(GEGEVEN TEKST):
════════════════════
Oorzaken van mislukking bij het oculeren

  1. Onvoldoende verwantschap tussen oculatie en onderstam.
  2. Het oculeerhout was te kruidachtig of uitgedroogd.
  3. De onderstammen waren niet voldoende actief en de schors kwam moeilijk los.
  4. Onvoldoende scherp mes.
  5. Het oogje is te ondiep aangesneden. Er wordt te weinig cambium overgebracht, waardoor het vergroeien van het oog moeilijker verloopt.
  6. Het oogje is te diep aangesneden. Door het vele hout in het oog is een goede aansluiting van het cambium met de onderstam moeilijk. (steenfruit)
  7. Het oogje aan de kant van de wonde teveel aangeraakt met de vingers.
  8. De tijd tussen het snijden en het plaatsen was te lang.
  9. Het oogje is op zijn kop gezet in de onderstam.
  10. Vuil op de wonden van de cambiumlagen.
  11. De overtollige schors van het schildje niet (of onvoldoende) afgesneden na het inschuiven in de onderstam.
  12. Onvoldoende zorg bij het aanbinden.
  13. Regen gekregen tijdens het oculeren.
  14. Het oculatiehout was niet vers genoeg.

Latere zorgen

  • In sommige gebieden moet men direct na het opschonen en na het oculeren spuiten tegen de oculatiegalmug.
════════════════════
(GEGEVENS):
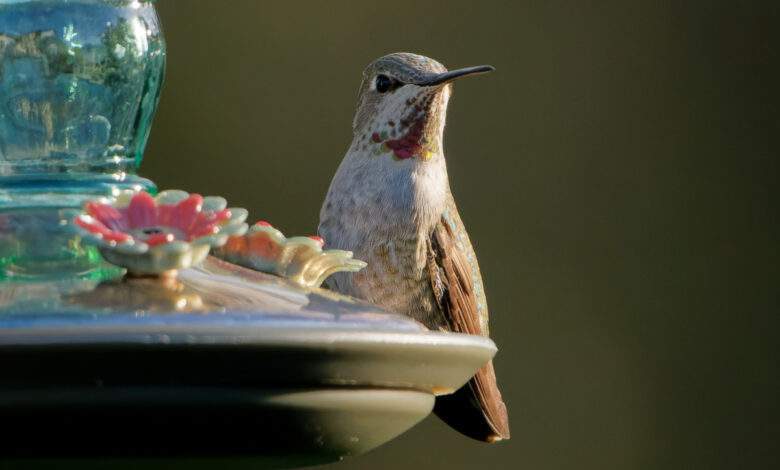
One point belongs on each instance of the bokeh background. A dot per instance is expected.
(617, 174)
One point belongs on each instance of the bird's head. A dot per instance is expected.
(403, 104)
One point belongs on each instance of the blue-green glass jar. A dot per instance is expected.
(79, 85)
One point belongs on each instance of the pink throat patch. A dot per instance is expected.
(408, 145)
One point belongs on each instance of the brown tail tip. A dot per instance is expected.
(476, 410)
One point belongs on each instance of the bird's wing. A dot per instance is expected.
(476, 409)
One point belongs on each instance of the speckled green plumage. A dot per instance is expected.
(395, 211)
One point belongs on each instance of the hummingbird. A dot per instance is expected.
(390, 204)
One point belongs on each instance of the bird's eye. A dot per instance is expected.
(383, 83)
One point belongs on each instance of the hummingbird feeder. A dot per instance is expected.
(115, 319)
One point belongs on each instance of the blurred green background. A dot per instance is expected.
(617, 174)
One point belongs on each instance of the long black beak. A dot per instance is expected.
(446, 77)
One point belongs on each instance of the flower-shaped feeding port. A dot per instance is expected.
(299, 259)
(159, 235)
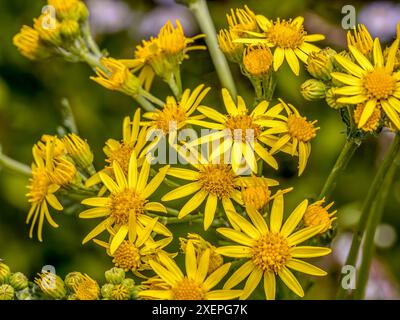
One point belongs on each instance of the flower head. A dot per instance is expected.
(194, 285)
(296, 132)
(288, 38)
(86, 288)
(317, 215)
(240, 130)
(271, 250)
(126, 206)
(117, 76)
(373, 84)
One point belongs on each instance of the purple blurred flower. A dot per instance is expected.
(381, 18)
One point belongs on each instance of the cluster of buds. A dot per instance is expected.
(62, 29)
(12, 285)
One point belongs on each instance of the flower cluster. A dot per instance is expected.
(221, 175)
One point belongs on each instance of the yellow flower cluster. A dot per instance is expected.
(224, 187)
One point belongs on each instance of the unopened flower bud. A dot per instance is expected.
(115, 275)
(4, 273)
(18, 281)
(320, 64)
(6, 292)
(313, 90)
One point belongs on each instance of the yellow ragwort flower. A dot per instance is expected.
(373, 84)
(214, 182)
(271, 250)
(86, 288)
(175, 115)
(195, 284)
(318, 215)
(240, 130)
(295, 135)
(361, 39)
(134, 254)
(30, 45)
(163, 55)
(126, 206)
(256, 191)
(41, 193)
(200, 246)
(117, 76)
(289, 39)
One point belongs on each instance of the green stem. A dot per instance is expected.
(346, 154)
(144, 103)
(68, 116)
(203, 17)
(14, 166)
(375, 217)
(372, 193)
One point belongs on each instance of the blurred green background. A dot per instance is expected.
(30, 95)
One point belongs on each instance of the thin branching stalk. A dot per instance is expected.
(203, 17)
(369, 200)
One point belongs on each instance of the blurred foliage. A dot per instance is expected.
(30, 99)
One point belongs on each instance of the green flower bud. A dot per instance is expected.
(4, 273)
(120, 292)
(6, 292)
(51, 285)
(320, 64)
(70, 29)
(331, 98)
(313, 90)
(72, 279)
(106, 290)
(115, 275)
(18, 281)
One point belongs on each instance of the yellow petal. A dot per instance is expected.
(294, 219)
(251, 284)
(291, 282)
(277, 214)
(209, 212)
(118, 238)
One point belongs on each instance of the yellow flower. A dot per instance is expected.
(126, 207)
(133, 139)
(86, 288)
(296, 134)
(30, 45)
(288, 38)
(373, 122)
(257, 60)
(234, 51)
(361, 39)
(271, 250)
(374, 84)
(41, 194)
(163, 55)
(79, 150)
(211, 181)
(200, 246)
(318, 215)
(134, 254)
(117, 76)
(175, 115)
(194, 285)
(240, 130)
(256, 193)
(242, 20)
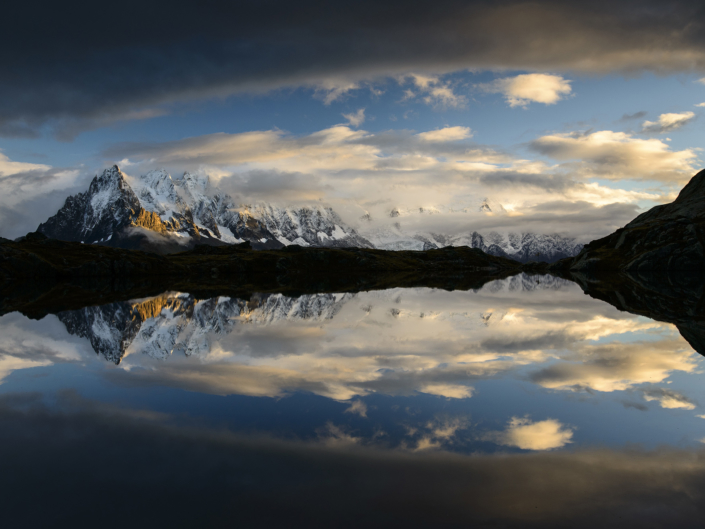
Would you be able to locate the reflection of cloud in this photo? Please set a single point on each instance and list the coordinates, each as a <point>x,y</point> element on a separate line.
<point>535,87</point>
<point>617,366</point>
<point>446,134</point>
<point>668,399</point>
<point>357,407</point>
<point>57,448</point>
<point>448,390</point>
<point>332,435</point>
<point>438,432</point>
<point>527,435</point>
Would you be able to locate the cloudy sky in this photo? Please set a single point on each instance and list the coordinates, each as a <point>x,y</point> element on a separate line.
<point>569,117</point>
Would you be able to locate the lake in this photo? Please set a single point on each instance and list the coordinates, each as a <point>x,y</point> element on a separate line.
<point>521,403</point>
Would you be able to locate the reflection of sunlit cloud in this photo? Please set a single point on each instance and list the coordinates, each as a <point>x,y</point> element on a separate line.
<point>342,346</point>
<point>668,399</point>
<point>335,436</point>
<point>527,435</point>
<point>438,432</point>
<point>618,366</point>
<point>448,390</point>
<point>357,407</point>
<point>8,364</point>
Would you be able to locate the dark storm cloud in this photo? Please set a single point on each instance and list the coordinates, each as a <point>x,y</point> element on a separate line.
<point>81,463</point>
<point>30,197</point>
<point>71,67</point>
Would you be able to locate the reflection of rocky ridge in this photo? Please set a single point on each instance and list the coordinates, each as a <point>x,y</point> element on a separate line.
<point>528,283</point>
<point>674,298</point>
<point>180,323</point>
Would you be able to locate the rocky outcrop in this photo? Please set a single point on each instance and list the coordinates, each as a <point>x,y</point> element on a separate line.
<point>667,238</point>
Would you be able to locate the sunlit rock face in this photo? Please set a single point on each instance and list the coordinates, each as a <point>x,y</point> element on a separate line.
<point>160,212</point>
<point>178,211</point>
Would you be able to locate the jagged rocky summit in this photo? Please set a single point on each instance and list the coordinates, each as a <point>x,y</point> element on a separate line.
<point>668,238</point>
<point>167,214</point>
<point>159,211</point>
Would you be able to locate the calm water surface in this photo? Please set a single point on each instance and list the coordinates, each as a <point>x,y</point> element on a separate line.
<point>523,403</point>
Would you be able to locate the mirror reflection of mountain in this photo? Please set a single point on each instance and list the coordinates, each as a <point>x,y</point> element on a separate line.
<point>180,323</point>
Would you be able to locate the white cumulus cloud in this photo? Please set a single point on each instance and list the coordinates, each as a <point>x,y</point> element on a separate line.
<point>534,87</point>
<point>618,155</point>
<point>667,122</point>
<point>527,435</point>
<point>446,134</point>
<point>356,118</point>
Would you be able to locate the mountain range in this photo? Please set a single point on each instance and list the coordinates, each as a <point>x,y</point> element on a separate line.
<point>158,212</point>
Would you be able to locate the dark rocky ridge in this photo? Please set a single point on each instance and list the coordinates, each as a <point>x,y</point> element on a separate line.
<point>40,275</point>
<point>667,238</point>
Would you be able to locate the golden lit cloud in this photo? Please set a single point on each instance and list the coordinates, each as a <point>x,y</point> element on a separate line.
<point>527,435</point>
<point>527,88</point>
<point>667,122</point>
<point>446,134</point>
<point>617,156</point>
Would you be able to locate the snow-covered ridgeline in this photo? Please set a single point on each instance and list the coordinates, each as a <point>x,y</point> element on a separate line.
<point>192,209</point>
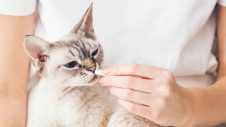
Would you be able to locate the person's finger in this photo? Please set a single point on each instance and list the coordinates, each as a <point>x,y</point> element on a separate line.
<point>144,71</point>
<point>129,82</point>
<point>131,95</point>
<point>137,109</point>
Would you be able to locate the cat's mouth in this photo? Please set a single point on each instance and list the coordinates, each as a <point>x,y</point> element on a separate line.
<point>94,79</point>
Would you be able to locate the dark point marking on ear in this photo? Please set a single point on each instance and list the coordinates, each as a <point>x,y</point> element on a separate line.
<point>71,53</point>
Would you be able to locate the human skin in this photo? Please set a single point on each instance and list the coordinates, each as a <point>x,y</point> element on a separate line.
<point>14,69</point>
<point>153,93</point>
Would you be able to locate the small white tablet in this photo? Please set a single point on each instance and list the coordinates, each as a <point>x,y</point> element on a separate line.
<point>99,72</point>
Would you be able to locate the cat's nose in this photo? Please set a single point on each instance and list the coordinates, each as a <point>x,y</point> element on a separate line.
<point>89,64</point>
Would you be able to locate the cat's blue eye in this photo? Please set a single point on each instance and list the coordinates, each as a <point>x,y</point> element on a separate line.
<point>94,53</point>
<point>71,64</point>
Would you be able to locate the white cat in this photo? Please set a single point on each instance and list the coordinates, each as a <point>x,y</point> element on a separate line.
<point>68,93</point>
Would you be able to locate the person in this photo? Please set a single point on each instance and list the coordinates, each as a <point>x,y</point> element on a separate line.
<point>159,55</point>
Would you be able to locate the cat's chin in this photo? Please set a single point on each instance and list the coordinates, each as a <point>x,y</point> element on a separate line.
<point>91,82</point>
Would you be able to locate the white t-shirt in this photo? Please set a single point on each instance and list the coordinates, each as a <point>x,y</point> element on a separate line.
<point>176,34</point>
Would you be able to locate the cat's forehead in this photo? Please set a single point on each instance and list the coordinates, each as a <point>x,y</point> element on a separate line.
<point>70,48</point>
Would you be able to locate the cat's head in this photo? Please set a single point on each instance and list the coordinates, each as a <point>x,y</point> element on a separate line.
<point>73,59</point>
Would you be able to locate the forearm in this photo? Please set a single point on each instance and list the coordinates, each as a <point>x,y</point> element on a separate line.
<point>14,68</point>
<point>13,111</point>
<point>208,104</point>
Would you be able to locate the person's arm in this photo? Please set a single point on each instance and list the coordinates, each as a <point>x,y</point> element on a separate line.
<point>153,93</point>
<point>14,68</point>
<point>210,108</point>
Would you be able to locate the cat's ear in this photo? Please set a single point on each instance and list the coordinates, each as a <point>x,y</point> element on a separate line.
<point>37,49</point>
<point>85,26</point>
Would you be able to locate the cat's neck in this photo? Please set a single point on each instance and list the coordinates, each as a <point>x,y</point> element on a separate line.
<point>54,86</point>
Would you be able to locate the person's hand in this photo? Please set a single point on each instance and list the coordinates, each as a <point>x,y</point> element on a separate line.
<point>149,92</point>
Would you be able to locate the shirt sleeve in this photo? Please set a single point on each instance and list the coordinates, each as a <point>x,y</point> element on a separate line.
<point>17,7</point>
<point>222,2</point>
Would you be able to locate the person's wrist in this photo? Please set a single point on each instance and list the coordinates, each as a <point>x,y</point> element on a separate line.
<point>192,98</point>
<point>189,102</point>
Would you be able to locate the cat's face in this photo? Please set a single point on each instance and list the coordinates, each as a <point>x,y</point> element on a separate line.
<point>73,59</point>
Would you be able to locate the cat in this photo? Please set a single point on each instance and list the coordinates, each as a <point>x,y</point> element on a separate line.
<point>68,93</point>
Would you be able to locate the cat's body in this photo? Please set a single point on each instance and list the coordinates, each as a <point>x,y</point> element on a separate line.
<point>68,93</point>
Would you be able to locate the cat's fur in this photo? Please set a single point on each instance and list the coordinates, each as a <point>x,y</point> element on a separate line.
<point>68,95</point>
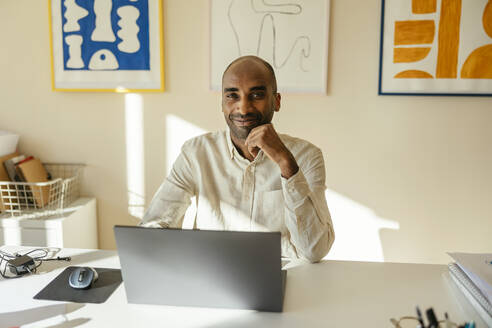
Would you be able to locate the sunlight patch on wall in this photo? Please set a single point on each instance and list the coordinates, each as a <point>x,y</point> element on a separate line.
<point>177,132</point>
<point>135,154</point>
<point>356,230</point>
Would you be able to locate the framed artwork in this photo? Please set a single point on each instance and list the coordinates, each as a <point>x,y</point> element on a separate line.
<point>436,47</point>
<point>106,45</point>
<point>291,35</point>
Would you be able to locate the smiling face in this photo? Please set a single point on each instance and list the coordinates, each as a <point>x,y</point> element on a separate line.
<point>249,96</point>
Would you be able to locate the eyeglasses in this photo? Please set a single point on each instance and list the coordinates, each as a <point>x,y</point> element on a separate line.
<point>413,322</point>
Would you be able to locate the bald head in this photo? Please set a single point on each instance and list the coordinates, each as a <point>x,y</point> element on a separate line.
<point>246,64</point>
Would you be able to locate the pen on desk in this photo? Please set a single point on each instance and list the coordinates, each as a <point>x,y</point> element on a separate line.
<point>419,317</point>
<point>448,322</point>
<point>431,317</point>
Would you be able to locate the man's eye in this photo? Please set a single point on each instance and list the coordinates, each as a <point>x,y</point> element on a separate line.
<point>257,95</point>
<point>231,96</point>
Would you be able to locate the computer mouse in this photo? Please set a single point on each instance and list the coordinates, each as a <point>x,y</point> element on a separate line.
<point>82,278</point>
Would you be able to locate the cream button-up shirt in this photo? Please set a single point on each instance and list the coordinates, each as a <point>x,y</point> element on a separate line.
<point>233,193</point>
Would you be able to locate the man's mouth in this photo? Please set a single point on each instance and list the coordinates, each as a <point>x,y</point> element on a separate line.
<point>245,122</point>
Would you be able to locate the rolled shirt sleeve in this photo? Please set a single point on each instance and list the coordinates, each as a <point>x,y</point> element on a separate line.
<point>307,216</point>
<point>172,199</point>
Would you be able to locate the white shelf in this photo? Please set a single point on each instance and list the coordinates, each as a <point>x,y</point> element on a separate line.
<point>75,228</point>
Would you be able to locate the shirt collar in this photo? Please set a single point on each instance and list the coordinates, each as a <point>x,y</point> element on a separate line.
<point>233,151</point>
<point>230,145</point>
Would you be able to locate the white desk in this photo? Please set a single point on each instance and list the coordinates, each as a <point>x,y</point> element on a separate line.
<point>327,294</point>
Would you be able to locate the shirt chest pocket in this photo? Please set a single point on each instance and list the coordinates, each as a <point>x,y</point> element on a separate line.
<point>269,211</point>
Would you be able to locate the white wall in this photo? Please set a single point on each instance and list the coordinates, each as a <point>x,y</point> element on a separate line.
<point>408,177</point>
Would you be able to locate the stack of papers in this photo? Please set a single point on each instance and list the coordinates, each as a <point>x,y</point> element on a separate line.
<point>473,274</point>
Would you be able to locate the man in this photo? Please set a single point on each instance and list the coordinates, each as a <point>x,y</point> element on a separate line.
<point>250,178</point>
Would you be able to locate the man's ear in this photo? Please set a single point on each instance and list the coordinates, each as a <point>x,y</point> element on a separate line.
<point>277,101</point>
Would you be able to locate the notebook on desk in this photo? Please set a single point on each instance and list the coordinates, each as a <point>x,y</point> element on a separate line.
<point>226,269</point>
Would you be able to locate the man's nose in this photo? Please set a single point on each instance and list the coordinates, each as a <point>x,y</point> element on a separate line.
<point>244,106</point>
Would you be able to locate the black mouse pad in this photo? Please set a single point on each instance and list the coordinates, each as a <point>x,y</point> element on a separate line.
<point>59,289</point>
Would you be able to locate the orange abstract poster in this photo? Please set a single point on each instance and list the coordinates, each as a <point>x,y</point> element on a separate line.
<point>436,47</point>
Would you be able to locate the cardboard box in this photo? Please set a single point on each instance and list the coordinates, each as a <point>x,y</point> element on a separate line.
<point>4,176</point>
<point>34,171</point>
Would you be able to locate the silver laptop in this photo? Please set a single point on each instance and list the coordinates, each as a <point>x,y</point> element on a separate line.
<point>226,269</point>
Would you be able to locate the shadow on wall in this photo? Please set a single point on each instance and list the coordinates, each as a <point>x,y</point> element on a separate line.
<point>357,230</point>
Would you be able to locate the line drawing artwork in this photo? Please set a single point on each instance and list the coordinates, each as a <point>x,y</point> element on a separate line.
<point>268,14</point>
<point>291,35</point>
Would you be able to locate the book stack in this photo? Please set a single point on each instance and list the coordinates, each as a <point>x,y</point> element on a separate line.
<point>472,273</point>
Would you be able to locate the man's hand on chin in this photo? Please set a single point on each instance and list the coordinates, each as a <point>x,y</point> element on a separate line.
<point>265,137</point>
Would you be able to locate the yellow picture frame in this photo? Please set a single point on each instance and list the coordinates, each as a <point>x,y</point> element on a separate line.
<point>121,80</point>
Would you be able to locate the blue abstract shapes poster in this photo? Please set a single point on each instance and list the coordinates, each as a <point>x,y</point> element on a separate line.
<point>109,45</point>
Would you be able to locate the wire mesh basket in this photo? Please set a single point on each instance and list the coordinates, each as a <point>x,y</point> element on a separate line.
<point>41,199</point>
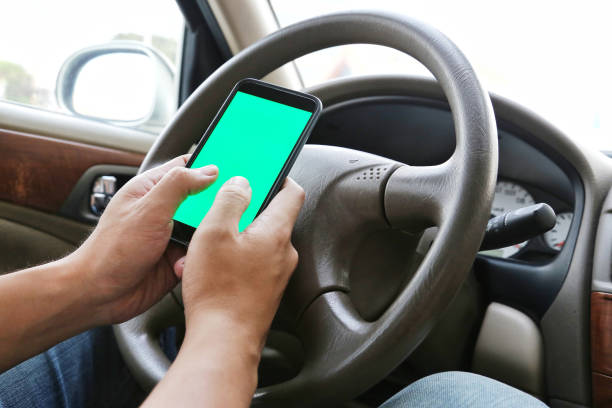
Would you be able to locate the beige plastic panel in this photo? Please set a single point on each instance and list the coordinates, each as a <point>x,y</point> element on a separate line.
<point>29,237</point>
<point>510,349</point>
<point>62,126</point>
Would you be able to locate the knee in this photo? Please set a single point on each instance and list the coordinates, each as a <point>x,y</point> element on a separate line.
<point>461,389</point>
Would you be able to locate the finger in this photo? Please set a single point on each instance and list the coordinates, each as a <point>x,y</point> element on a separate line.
<point>283,210</point>
<point>179,267</point>
<point>175,255</point>
<point>230,203</point>
<point>156,173</point>
<point>177,184</point>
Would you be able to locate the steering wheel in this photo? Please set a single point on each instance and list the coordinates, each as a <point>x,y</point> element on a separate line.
<point>349,194</point>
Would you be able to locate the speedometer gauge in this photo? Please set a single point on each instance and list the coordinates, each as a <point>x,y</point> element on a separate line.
<point>509,196</point>
<point>555,238</point>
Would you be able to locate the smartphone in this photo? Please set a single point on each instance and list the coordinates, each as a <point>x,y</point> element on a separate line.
<point>258,133</point>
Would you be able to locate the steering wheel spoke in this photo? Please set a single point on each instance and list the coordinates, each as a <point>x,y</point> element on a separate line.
<point>416,196</point>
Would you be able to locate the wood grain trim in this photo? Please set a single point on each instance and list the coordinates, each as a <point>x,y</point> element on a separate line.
<point>601,332</point>
<point>602,391</point>
<point>40,172</point>
<point>601,348</point>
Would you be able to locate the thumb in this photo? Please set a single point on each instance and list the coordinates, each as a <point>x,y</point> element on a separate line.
<point>230,203</point>
<point>177,184</point>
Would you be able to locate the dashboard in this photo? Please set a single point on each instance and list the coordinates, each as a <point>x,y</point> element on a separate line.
<point>420,132</point>
<point>512,195</point>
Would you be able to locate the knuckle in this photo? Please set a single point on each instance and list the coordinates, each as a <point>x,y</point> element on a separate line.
<point>216,232</point>
<point>300,192</point>
<point>293,257</point>
<point>235,194</point>
<point>178,174</point>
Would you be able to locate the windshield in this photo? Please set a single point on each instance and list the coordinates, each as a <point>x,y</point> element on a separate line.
<point>551,56</point>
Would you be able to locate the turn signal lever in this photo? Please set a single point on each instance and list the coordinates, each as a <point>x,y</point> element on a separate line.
<point>518,226</point>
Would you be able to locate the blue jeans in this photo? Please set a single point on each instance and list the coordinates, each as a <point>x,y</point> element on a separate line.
<point>88,371</point>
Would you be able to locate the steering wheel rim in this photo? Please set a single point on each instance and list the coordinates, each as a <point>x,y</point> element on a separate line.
<point>344,353</point>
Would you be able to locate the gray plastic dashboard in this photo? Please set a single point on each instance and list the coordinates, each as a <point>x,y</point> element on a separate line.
<point>420,131</point>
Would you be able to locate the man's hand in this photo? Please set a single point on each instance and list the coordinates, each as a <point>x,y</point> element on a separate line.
<point>232,285</point>
<point>241,276</point>
<point>126,265</point>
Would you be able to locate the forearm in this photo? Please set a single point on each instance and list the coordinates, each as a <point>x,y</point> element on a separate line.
<point>40,307</point>
<point>216,367</point>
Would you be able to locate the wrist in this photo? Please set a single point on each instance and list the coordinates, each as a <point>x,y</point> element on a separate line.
<point>75,275</point>
<point>216,330</point>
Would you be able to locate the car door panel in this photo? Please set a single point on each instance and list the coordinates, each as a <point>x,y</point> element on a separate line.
<point>38,179</point>
<point>40,172</point>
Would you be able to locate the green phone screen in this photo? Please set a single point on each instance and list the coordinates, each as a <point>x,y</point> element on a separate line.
<point>253,139</point>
════════════════════
Geef bij elke uitspraak aan of ze overeenkomt met de tekst over het oculeren. Antwoord telkens met ja of nee en citeer letterlijk de woorden uit de tekst die de doorslag geven.
1. Een te ondiep aangesneden oogje kan ertoe leiden dat er te weinig cambium wordt overgebracht.
2. Regen tijdens het oculeren wordt niet als oorzaak van mislukking genoemd.
3. In alle gebieden moet men na het oculeren spuiten tegen de oculatiegalmug.
De vermeldingen staan los van de tekst.

(ANTWOORD):
1. Ja: "Het oogje is te ondiep aangesneden. Er wordt te weinig cambium overgebracht"
2. Nee: "Regen gekregen tijdens het oculeren."
3. Nee: "In sommige gebieden moet men direct na het opschonen en na het oculeren spuiten tegen de oculatiegalmug."